**Source text**
--------
“…better than any other animals the bighorns typify the Tetons.”
-Fritiof Fryxell, 1938
An early season visit to the National Elk Refuge in Jackson found a herd of bighorn sheep working the Miller Butte area. Very comfortable with our presence, it was a great opportunity to observe and photograph these seldom seen inhabitants of this Greater Yellowstone Ecosystem. Some ewes appeared ready to lamb, so follow-up visits are definitely on the shortlist of things to accomplish.
Derived from a much larger bighorn sheep complex that historically lived in northwest Wyoming, numbering perhaps 100-125, Wyoming’s smallest and most isolated native herd of bighorn sheep, the Teton Range bighorn sheep resides year-round at high elevation in Grand Teton National Park and surrounding National Forests. This population’s hold on the future is tenuous owing to its small size, likely isolation and the combined effects of loss of historic winter ranges, habitat alteration due to fire suppression and threats posed by increasing recreation in and near important seasonal ranges. has been studied. A three-year collaborative study has just been completed to improve the understanding of how and why bighorn sheep use the Teton landscape through identifying locations, characteristics, and use patterns of seasonal habitats and movement corridors by collecting data from GPS radio-collared bighorn ewes. Furthermore, a better understanding of the relationship between human activities and sheep habitat use is needed to evaluate whether sheep avoid high human use areas and to devise appropriate management strategies. Additional information on the study project is available at
Wondering how this Elk Refuge population relates to the Teton Range bighorn sheep population, a phone call was made to the National Elk Refuge for information. According to Eric Cole, Refuge Biologist, with the development of the National Elk Refuge, a relatively new bighorn population now winters on the Refuge. This year saw a record population estimated to be around 75 animals. This herd’s Summer home is the Gros Ventre range rather than the Teton range and as the snow melts and suitable food sources become available, this herd will migrate to the summer range high in the Gros Ventre range. Cole indicated lambing generally occurs in early June which makes this is an outstanding time to visit the Elk Refuge to view these seldom seen animals.
--------
**Questions to answer**
A – Copy the passage of the bighorn sheep text from "-Fritiof Fryxell, 1938" up to and including "things to accomplish.".
B – According to the bighorn sheep text, why is the Teton Range herd's "hold on the future" described as "tenuous"? Answer in one to three sentences.
C – Extend the bighorn sheep text with a further paragraph that follows on from its final sentence.
--------
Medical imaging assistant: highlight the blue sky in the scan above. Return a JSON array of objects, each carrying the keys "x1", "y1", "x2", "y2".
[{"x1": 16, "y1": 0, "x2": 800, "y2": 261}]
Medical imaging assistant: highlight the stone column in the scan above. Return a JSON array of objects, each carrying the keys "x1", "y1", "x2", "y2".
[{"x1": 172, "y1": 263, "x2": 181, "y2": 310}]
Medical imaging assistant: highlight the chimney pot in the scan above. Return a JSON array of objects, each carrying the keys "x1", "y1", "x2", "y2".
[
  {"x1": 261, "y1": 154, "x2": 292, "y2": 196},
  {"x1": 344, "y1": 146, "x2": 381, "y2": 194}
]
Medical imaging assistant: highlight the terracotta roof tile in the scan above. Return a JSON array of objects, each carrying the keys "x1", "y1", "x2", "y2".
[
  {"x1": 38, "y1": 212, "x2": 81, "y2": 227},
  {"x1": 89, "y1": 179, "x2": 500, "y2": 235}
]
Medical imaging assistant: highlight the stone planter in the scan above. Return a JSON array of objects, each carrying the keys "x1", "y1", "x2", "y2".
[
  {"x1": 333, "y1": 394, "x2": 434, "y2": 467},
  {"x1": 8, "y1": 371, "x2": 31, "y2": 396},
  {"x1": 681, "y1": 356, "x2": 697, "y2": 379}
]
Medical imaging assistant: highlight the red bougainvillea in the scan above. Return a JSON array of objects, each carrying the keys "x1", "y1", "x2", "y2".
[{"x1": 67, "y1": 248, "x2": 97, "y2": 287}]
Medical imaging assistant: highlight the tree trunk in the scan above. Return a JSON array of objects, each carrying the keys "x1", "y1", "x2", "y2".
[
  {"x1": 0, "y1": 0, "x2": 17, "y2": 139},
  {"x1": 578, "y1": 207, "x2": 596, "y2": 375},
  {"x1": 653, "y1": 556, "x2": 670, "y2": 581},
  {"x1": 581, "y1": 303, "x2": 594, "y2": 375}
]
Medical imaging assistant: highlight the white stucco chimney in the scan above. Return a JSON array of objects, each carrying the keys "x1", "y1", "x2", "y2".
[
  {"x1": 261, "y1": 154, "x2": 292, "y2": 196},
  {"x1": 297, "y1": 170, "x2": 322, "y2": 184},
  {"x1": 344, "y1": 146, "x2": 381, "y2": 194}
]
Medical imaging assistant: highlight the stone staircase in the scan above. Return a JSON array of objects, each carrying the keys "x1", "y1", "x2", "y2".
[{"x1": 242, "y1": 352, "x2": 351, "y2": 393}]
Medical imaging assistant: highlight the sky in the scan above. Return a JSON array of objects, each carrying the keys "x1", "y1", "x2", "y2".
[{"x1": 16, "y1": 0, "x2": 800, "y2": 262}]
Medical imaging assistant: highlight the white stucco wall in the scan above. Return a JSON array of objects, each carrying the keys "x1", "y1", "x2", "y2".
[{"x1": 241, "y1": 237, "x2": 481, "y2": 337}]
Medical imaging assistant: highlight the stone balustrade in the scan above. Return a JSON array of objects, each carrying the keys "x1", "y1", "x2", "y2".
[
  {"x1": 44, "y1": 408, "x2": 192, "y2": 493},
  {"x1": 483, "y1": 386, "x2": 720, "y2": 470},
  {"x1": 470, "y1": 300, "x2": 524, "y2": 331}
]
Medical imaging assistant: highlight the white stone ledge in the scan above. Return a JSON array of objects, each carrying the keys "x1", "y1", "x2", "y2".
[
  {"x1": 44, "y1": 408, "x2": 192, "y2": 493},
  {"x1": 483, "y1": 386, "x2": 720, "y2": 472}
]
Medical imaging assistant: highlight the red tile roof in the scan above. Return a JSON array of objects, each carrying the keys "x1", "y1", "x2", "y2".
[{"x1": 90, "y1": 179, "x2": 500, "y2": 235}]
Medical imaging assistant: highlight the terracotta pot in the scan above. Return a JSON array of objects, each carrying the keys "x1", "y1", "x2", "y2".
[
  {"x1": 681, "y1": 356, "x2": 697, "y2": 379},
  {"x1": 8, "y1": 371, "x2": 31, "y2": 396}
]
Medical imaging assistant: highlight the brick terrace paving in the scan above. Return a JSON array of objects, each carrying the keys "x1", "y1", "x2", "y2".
--------
**Responses by task**
A –
-Fritiof Fryxell, 1938
An early season visit to the National Elk Refuge in Jackson found a herd of bighorn sheep working the Miller Butte area. Very comfortable with our presence, it was a great opportunity to observe and photograph these seldom seen inhabitants of this Greater Yellowstone Ecosystem. Some ewes appeared ready to lamb, so follow-up visits are definitely on the shortlist of things to accomplish.

B – The herd's future is uncertain because of its small size and likely isolation. These combine with the loss of historic winter ranges, habitat alteration from fire suppression, and threats from increasing recreation in and near important seasonal ranges.

C –
Grand Teton National Park is just 310,000 acres of the Greater Yellowstone Ecosystem that is estimated to be between 12—18 million acres. This is one of the largest intact temperate-zone ecosystems on Earth today. Only in this Ecosystem exists the largest free-roaming, wild herd of Bison in the world, one of the largest Elk herds in North America, one of two Grizzly populations in the contiguous US, the longest migration of native Pronghorns of any North American mammal, and home to the Teton Range bighorn sheep. Visit often and stay a while, youlee be amazed at what you can see.